• [EXERCISE DETAILS] Reproduce verbatim the lines of the data from the line containing "cab in this photo, one point per instance." through the last line of the data, including both.

• [EXERCISE MATERIALS]
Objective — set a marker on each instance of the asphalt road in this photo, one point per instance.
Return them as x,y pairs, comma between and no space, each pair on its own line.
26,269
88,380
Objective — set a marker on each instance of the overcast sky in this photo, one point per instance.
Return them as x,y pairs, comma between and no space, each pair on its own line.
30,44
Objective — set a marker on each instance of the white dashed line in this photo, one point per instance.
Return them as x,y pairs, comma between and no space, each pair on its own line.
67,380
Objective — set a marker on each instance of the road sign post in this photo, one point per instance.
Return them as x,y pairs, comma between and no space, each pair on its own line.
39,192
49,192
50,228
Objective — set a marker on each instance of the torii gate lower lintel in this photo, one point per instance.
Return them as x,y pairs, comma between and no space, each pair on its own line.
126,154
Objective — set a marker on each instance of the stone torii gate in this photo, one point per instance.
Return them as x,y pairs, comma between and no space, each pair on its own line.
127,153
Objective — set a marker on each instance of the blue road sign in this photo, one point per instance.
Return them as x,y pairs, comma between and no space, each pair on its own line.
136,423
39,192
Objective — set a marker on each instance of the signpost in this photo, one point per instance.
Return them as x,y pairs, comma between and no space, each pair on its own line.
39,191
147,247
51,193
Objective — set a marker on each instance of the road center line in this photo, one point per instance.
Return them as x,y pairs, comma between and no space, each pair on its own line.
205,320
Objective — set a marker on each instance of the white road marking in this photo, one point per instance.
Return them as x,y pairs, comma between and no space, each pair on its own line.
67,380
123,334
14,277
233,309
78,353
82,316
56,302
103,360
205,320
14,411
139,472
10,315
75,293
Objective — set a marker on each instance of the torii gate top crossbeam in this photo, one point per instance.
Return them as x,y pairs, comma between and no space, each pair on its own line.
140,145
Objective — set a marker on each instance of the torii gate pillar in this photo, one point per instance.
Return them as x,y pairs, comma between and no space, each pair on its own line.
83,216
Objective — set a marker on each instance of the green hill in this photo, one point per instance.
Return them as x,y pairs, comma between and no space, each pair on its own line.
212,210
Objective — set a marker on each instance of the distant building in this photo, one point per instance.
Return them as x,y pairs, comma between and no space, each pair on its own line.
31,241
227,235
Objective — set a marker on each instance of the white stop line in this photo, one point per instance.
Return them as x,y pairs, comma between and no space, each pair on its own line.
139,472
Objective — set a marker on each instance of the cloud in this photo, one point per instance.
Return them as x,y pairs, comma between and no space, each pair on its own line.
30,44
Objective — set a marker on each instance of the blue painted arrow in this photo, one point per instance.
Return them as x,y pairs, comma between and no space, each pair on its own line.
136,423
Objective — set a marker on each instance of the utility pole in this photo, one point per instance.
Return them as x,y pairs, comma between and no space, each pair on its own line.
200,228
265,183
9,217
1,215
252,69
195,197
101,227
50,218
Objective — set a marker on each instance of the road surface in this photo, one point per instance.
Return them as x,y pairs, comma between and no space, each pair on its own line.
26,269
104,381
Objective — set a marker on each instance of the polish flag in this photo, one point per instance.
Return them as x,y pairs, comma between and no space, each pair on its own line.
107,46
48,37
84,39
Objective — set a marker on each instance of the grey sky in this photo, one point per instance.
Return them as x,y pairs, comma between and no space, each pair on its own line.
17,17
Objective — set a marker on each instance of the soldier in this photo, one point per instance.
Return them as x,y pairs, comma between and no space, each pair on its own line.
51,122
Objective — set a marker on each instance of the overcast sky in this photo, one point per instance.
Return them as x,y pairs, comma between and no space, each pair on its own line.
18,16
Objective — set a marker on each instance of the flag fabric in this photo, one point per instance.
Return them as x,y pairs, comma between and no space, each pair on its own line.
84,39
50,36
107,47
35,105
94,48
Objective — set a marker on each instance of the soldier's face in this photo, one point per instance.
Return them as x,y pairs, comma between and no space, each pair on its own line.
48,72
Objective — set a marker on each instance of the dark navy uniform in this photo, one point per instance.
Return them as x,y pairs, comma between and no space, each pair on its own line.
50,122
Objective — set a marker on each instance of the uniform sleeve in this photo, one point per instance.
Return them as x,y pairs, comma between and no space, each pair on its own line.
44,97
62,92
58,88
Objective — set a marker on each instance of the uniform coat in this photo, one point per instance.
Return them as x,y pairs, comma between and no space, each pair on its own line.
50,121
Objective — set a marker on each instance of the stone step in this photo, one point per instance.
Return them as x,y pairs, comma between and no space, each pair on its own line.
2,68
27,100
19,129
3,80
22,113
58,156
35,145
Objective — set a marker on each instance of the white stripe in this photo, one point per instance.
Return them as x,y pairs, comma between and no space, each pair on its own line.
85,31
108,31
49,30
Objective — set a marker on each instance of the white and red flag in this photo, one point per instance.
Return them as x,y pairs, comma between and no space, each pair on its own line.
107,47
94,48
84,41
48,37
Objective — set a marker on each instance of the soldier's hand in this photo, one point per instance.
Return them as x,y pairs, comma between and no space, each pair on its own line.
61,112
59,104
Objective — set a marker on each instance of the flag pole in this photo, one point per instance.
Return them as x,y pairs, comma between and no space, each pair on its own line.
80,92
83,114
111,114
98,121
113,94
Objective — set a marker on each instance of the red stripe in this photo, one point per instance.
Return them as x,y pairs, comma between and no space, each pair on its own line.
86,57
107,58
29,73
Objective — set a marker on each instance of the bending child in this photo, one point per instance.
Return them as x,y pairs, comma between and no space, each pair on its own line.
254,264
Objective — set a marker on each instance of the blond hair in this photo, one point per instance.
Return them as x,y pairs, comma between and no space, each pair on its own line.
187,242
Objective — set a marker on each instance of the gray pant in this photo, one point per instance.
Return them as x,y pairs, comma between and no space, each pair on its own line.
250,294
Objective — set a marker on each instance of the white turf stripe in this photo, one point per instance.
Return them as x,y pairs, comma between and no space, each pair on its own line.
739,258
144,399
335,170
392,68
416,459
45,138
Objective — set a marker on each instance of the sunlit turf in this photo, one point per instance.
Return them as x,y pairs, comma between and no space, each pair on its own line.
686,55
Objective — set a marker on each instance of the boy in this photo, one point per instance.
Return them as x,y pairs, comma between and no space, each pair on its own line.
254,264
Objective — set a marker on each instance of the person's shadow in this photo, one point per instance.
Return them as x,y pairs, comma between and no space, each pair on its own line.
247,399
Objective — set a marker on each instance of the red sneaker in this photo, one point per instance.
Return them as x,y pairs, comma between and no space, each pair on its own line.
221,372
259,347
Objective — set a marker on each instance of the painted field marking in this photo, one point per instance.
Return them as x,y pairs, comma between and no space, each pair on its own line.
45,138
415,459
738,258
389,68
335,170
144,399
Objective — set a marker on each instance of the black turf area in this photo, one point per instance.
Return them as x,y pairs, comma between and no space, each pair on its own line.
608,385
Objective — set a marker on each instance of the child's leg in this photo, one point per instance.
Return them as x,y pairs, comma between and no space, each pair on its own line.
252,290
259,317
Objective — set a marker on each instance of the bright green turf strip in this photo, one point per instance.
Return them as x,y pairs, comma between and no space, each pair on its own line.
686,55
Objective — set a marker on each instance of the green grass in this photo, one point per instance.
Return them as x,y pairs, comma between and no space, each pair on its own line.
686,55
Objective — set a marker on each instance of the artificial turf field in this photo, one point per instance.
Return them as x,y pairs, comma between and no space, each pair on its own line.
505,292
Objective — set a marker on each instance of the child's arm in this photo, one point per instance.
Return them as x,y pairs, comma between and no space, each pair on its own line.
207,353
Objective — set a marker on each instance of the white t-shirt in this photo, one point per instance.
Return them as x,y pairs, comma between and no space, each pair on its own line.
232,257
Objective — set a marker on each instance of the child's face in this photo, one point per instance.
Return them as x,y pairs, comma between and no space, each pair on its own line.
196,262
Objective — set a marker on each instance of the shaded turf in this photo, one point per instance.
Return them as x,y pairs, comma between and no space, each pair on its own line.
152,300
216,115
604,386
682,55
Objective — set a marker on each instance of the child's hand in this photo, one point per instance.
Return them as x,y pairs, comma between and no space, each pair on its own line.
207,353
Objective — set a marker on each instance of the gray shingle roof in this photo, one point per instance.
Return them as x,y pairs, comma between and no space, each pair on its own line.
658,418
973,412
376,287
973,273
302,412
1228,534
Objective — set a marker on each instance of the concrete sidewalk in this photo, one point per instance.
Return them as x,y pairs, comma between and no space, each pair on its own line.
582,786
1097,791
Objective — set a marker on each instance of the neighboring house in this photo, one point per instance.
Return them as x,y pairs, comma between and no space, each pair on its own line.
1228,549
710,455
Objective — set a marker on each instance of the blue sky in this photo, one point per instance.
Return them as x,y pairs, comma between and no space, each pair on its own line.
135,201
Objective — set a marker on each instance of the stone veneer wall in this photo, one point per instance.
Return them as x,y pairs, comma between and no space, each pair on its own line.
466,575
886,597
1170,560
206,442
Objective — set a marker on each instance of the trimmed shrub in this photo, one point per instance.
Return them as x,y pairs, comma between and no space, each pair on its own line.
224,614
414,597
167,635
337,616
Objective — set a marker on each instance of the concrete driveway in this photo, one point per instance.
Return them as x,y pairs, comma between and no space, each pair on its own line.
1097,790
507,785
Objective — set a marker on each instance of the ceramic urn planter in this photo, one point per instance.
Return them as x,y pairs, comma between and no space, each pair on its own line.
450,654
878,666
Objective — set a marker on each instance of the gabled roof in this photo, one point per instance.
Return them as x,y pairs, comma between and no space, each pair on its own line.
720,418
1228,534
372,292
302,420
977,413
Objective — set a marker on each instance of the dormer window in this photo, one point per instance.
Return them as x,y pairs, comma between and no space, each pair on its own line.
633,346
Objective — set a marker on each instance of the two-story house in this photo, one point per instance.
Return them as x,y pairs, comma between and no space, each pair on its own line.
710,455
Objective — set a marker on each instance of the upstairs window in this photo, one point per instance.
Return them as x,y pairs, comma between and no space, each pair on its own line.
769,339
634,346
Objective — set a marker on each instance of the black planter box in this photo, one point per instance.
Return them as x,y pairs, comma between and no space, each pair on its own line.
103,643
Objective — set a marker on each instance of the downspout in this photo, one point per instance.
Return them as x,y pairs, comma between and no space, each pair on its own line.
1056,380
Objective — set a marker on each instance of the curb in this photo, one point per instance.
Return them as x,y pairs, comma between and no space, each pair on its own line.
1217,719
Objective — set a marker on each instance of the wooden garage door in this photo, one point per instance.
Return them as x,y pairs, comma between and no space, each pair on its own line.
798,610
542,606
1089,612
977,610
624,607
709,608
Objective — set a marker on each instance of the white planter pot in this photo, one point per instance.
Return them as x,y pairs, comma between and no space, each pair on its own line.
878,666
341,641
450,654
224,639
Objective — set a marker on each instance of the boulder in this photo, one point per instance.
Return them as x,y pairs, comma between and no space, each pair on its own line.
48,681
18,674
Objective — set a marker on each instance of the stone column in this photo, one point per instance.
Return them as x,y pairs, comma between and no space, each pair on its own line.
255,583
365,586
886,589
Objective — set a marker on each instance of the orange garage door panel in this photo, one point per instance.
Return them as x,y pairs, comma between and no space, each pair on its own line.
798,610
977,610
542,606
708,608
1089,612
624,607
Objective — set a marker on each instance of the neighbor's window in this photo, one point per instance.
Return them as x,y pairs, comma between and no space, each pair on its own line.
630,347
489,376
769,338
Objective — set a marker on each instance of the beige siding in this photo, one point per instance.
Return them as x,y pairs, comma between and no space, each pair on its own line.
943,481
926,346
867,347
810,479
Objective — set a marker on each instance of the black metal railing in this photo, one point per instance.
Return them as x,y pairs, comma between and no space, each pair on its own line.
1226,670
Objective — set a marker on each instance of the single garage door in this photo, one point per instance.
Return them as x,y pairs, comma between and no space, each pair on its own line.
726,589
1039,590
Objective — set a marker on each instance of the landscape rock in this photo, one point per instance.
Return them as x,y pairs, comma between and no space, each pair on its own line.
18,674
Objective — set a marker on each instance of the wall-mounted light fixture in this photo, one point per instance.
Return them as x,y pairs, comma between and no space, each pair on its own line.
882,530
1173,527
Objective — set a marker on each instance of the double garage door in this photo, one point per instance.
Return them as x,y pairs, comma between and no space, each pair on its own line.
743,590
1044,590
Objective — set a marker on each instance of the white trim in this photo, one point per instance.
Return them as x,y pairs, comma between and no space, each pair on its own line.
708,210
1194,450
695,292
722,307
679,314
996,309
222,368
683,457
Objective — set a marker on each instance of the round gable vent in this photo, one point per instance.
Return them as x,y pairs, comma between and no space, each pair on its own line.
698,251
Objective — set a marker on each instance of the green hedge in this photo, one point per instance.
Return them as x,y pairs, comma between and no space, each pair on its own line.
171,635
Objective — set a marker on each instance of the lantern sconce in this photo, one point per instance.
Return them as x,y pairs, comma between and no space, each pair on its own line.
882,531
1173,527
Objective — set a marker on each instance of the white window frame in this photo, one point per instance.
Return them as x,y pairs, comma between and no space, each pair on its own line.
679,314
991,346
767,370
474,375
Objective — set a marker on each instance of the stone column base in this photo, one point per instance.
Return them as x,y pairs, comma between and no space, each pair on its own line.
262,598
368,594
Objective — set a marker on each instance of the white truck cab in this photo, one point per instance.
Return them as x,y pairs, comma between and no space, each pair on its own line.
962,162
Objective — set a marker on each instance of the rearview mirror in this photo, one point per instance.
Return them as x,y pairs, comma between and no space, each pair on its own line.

• [IN RESPONSE]
Objective — set a marker on each instance of the white truck cab in this photo, one point per instance.
Return them as x,y pairs, comma between and no space, each pair on its own line.
962,162
Objective — set a marker on each instance of the rearview mirror in this photo, one point per instance.
Return them as x,y pairs, comma between and no space, each pair on its own line.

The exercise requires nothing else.